* **PASSAGE**
(begin)
Did you really think that Barack would tell you his pick before the media found out?  That’s some kind of faith, I must say.  Biden’s hardly the most exciting choice, and I can understand why some of you may be disappointed.  But it does change one calculation by McCain — he can’t pick a VP who would be killed by Biden in a debate.  That narrows the field of choices a little bit for him, and probably excludes some of those conservatives we would have wanted McCain to pick.   Oh well..not like McCain would have considered those names anyway.

This is going to be fun.  Joe Biden…you have the right to remain silent.  Anything you say can and will be used against you by the McCain campaign.

Like this (for example):

sense and nonsense

Guess I don’t know much about the VP selection process — because I thought that Obama would have to pick one of Dick Morris’s boring white guys (Evan Bayh) to bring some balance to the ticket.  He still could pick Bayh or Tim “The Eyebrow” Kaine to keep this team from getting too much buzz around it — and to keep the attention of the press on the guy at the top of the ticket.  Unless there’s a glaring weakness to fill and all this other stuff doesn’t matter…

Why else would Joe Biden be under serious consideration in the Democratic veepstakes?

I hope and pray that Senator Obama picks Joe Biden.  On some levels, it makes a lot of sense.  He has the most credibility of any Democrat on national security issues.  He is much more experienced than Obama with the ways of Washington and he could help Obama make all those tough decisions a president has to make.  There are plenty of good reasons why this pick would be smart for Senator Obama, although there would be the risk of looking like a Cheney-Bush scenario, where the VP is in charge of organizing foreign policy.

There are also good reasons to look in another direction.  Wouldn’t a Washington lifer like Biden dilute the “change” message?  After all, Senator Biden has been in D.C. a long time.  If the system is broken, then Biden gets some of the blame for that.  And then there’s the endless ad copy against Senator Obama that Senator Biden has helpfully provided for John McCain and the RNC.

Jim Geraghty gives us some of the highlights here:

Biden, on a post-debate appearance on MSNBC, October 30, 2007: “The only guy on the other side who’s qualified is John McCain.”
(end)
* **STORED DATA**
(begin)
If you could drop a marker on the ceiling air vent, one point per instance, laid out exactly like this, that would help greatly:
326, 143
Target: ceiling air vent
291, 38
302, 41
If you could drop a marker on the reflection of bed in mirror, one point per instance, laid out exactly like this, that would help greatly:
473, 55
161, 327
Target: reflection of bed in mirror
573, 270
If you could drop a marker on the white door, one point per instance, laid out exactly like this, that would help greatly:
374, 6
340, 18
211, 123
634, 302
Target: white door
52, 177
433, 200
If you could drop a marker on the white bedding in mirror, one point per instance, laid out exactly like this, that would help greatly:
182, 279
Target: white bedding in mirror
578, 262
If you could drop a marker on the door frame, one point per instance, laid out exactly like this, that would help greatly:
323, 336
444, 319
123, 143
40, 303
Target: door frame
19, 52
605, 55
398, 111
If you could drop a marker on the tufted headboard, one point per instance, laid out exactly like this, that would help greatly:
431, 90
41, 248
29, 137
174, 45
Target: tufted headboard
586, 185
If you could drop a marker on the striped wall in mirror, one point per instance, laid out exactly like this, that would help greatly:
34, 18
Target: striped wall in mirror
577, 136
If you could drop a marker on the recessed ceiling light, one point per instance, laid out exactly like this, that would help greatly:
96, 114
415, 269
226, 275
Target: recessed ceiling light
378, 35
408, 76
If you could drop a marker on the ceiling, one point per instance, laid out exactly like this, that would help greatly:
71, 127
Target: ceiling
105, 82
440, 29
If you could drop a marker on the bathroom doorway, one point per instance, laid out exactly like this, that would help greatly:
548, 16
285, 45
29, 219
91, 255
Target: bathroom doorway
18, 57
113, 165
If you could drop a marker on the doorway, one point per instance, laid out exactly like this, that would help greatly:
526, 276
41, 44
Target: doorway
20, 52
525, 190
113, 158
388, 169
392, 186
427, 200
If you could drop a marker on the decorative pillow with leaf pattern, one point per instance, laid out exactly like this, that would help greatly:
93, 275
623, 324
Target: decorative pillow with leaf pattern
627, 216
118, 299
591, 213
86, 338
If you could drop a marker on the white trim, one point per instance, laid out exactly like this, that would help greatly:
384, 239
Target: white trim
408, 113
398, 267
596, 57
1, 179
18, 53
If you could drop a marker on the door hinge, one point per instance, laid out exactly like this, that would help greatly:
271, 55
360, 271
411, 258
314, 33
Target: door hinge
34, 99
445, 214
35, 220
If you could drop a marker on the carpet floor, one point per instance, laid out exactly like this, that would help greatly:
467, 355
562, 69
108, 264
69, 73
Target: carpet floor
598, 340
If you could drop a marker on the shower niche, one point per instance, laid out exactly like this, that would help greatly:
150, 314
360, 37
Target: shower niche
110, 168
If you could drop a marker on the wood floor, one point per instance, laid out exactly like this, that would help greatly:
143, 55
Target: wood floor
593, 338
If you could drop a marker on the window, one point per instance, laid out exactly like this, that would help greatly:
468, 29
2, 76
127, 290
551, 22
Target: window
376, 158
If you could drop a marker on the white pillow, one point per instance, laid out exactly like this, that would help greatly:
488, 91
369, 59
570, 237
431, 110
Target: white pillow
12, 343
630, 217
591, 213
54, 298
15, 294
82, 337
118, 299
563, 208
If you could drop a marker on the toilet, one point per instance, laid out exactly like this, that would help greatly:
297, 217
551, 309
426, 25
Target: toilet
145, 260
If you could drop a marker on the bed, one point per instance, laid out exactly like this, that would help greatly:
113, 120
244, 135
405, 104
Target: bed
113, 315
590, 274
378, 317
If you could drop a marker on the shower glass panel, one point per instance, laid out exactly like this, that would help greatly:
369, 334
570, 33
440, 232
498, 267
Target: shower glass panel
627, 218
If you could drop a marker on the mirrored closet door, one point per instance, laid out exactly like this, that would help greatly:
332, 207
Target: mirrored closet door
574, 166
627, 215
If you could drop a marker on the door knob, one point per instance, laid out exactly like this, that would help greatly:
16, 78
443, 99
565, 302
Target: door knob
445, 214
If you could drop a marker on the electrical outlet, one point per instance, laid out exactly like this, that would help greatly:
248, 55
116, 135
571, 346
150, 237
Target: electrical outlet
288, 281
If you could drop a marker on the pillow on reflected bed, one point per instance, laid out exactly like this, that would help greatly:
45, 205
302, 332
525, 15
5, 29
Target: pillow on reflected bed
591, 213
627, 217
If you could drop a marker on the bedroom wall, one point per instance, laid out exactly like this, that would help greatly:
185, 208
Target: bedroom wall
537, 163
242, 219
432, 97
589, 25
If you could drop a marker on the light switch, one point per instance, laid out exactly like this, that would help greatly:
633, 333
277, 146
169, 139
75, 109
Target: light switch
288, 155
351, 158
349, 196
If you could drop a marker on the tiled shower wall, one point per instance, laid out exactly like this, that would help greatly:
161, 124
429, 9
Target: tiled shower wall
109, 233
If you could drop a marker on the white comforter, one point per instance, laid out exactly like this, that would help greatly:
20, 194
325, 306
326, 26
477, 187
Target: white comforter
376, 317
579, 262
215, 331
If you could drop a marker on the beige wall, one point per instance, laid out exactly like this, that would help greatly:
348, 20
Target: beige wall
(end)
* **DIRECTIVES**
a - From the post about Joe Biden, write out the portion starting at "I hope and pray" and ending at "organizing foreign policy.".
b - Summarize the post about Joe Biden in two sentences.

* **ANSWERS BY TASK**
a -
I hope and pray that Senator Obama picks Joe Biden.  On some levels, it makes a lot of sense.  He has the most credibility of any Democrat on national security issues.  He is much more experienced than Obama with the ways of Washington and he could help Obama make all those tough decisions a president has to make.  There are plenty of good reasons why this pick would be smart for Senator Obama, although there would be the risk of looking like a Cheney-Bush scenario, where the VP is in charge of organizing foreign policy.

b - The post calls Biden hardly the most exciting choice for Obama's running mate but says the pick stops McCain from choosing a running mate whom Biden would beat in a debate. It weighs Biden's national security credibility and Washington experience against the worry that a Washington lifer dilutes the "change" message and has handed McCain's side ad material, such as his remark that John McCain was the only qualified candidate on the other side.